• SELECTION
::::::::::

Hosting Kubernetes with a provider like Google Cloud Platform or Amazon Web services offloads a lot of management for Kubernetes administrators. One of the major benefits of hosted Kubernetes is automatic scalability, which almost all cloud platforms offer. In this blog post, we will cover the basics of configuring an auto scaling node pool in Google Kubernetes Engine. First, let’s get a basic understanding of the services involved.
Scaling Nodes
Vocabulary: nodes
- Node - A single compute instance in Kubernetes. Think of it as the actual machine that everything is running on, whether it be a bare metal or virtual server.
- Node Pool - A collection of one or more nodes together.

::::::::::

• INFORMATION GIVEN
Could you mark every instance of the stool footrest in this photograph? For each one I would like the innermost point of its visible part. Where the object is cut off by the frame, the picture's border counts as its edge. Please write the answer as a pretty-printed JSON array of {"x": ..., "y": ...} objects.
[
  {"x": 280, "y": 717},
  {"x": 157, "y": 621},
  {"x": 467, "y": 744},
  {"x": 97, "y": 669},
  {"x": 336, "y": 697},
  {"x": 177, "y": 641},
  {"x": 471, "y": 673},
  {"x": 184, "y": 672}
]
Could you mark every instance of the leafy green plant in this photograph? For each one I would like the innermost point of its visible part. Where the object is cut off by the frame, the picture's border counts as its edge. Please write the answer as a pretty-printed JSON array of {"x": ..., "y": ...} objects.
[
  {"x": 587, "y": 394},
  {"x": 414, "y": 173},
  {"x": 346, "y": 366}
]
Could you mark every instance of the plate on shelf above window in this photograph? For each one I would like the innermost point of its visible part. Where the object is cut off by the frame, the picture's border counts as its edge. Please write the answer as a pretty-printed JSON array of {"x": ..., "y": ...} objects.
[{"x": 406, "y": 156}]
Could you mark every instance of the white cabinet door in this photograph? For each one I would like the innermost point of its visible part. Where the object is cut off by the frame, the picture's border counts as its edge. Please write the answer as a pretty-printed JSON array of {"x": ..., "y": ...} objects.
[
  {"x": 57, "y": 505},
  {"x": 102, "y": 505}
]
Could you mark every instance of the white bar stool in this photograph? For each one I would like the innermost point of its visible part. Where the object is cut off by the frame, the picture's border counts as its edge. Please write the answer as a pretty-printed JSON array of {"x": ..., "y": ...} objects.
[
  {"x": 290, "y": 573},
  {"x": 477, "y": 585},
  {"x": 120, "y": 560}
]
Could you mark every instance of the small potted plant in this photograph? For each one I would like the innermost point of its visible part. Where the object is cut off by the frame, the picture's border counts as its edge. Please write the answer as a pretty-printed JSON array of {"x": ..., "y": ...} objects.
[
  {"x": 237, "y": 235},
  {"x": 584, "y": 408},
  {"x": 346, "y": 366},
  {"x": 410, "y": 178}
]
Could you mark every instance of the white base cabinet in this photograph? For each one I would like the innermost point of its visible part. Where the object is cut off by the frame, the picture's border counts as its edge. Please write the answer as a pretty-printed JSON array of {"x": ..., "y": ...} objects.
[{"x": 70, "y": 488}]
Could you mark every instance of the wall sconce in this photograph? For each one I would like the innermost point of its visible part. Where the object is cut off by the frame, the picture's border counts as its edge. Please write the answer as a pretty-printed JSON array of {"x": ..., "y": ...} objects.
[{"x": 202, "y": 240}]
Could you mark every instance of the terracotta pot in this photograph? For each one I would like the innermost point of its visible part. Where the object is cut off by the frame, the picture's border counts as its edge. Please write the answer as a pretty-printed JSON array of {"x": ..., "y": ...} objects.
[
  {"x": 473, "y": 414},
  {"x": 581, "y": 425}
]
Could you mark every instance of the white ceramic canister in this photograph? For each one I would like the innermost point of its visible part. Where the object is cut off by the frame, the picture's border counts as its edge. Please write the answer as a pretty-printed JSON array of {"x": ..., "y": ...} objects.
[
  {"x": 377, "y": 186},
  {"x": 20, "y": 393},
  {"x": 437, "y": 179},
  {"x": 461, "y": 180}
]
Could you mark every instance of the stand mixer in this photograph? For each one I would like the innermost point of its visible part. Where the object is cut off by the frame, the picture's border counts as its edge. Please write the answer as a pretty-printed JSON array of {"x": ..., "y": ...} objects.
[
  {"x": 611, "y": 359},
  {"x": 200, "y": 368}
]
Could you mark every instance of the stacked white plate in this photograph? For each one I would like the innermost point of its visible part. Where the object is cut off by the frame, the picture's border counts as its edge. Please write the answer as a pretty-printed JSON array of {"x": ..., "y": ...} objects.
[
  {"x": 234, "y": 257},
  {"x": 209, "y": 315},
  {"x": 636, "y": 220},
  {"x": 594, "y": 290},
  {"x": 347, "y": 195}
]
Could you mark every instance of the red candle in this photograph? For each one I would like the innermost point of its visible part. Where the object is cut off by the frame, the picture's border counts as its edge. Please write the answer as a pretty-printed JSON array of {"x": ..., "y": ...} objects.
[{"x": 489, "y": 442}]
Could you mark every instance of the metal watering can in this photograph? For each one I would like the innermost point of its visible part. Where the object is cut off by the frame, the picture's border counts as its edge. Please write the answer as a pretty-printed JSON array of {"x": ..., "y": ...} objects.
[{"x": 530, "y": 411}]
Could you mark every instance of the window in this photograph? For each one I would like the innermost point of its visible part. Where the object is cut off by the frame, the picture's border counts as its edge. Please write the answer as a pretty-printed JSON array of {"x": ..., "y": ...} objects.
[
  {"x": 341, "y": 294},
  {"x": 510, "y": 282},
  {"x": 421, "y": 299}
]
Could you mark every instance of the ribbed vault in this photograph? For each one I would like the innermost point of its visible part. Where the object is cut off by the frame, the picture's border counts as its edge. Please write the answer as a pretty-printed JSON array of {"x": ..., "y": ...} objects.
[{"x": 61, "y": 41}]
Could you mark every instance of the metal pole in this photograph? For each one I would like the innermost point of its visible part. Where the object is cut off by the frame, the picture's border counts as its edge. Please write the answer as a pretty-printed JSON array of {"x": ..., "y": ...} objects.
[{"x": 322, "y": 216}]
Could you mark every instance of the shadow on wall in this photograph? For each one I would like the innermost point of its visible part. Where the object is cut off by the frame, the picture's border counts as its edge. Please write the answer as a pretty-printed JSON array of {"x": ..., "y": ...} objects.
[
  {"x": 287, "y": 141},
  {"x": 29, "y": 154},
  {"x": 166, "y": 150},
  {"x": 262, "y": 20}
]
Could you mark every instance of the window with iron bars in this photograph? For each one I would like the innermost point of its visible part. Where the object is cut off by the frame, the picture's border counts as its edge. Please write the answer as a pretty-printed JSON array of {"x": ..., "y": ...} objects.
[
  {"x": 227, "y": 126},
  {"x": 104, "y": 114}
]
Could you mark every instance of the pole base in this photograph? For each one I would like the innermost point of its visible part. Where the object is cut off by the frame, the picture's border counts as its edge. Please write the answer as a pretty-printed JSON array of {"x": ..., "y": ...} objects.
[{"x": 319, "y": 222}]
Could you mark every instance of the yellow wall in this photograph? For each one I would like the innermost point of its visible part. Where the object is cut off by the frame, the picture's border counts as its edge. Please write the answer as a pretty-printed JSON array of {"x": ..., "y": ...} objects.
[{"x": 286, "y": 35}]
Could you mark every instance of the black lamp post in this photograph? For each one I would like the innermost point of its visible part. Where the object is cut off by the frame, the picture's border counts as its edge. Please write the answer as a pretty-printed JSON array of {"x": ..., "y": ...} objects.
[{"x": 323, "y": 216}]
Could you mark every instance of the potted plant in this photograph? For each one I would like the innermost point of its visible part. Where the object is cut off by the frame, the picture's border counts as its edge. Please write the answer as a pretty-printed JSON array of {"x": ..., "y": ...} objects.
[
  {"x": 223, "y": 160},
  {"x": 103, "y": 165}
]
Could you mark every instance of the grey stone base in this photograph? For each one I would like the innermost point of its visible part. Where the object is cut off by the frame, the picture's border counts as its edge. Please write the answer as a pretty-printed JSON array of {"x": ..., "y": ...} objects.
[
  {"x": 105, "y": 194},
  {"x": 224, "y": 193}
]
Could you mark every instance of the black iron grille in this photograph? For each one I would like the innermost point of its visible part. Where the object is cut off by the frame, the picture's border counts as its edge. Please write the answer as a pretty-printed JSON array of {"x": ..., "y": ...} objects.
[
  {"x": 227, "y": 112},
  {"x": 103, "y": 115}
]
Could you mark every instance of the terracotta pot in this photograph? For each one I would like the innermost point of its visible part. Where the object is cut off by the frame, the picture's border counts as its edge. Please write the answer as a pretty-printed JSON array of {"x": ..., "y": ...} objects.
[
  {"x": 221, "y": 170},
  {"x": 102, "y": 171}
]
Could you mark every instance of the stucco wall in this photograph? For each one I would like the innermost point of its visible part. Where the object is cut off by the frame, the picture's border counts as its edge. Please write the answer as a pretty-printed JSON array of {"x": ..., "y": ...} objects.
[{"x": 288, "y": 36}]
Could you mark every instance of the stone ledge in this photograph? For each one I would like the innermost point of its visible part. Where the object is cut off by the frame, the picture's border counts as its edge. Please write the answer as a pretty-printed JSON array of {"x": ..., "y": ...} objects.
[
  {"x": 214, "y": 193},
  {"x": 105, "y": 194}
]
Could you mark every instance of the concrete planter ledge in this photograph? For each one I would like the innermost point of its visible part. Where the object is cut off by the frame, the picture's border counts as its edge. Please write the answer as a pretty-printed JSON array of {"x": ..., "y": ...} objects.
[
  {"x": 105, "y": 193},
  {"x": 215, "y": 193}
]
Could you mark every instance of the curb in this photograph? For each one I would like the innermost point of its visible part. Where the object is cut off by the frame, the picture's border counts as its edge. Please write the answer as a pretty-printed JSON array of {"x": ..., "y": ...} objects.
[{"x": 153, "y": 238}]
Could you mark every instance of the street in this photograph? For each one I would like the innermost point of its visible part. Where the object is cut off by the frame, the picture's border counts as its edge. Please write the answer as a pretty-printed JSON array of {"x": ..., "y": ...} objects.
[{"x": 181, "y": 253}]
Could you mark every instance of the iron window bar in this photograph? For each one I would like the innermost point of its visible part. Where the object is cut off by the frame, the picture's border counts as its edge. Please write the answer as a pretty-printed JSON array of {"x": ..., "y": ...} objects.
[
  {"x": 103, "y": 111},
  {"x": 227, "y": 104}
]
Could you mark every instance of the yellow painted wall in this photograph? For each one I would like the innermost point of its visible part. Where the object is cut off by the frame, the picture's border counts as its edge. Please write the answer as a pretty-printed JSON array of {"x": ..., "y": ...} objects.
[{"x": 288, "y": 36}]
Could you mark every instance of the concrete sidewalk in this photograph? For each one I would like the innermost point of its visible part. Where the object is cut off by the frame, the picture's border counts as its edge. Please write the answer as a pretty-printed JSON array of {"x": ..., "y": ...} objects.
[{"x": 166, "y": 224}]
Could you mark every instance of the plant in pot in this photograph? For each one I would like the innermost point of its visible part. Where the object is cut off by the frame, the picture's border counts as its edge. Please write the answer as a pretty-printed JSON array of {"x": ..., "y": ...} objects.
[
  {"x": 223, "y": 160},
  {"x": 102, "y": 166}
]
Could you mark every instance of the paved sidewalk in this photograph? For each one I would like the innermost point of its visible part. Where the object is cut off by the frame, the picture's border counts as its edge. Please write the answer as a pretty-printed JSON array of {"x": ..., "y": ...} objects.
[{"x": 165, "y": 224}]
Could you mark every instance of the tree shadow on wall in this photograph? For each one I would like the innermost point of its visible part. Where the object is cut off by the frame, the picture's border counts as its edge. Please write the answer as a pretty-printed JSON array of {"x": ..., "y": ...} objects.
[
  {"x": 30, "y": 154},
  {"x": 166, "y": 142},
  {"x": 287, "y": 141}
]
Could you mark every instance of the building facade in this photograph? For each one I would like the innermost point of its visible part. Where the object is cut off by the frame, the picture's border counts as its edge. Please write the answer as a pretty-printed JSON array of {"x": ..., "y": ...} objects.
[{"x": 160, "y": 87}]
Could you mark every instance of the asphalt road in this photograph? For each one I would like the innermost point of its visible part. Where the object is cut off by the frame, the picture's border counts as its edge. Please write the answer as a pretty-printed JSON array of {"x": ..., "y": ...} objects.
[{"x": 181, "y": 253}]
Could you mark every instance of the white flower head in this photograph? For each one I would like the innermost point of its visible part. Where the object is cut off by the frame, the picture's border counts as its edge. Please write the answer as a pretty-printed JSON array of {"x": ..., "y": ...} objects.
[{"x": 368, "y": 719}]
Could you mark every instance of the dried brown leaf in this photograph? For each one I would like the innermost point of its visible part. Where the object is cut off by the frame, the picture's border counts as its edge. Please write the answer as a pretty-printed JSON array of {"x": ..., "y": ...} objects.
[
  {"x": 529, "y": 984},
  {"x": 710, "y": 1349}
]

::::::::::

• SET TASKS
1 - Please reproduce the Kubernetes passage starting with "Hosting Kubernetes with" and going on through "the services involved.".
2 - In the Kubernetes passage, which service is the blog post about configuring an auto scaling node pool in?
The lines are separate material, unrelated to the Kubernetes passage.

• PER-TASK ANSWERS
1 -
Hosting Kubernetes with a provider like Google Cloud Platform or Amazon Web services offloads a lot of management for Kubernetes administrators. One of the major benefits of hosted Kubernetes is automatic scalability, which almost all cloud platforms offer. In this blog post, we will cover the basics of configuring an auto scaling node pool in Google Kubernetes Engine. First, let’s get a basic understanding of the services involved.

2 - Google Kubernetes Engine.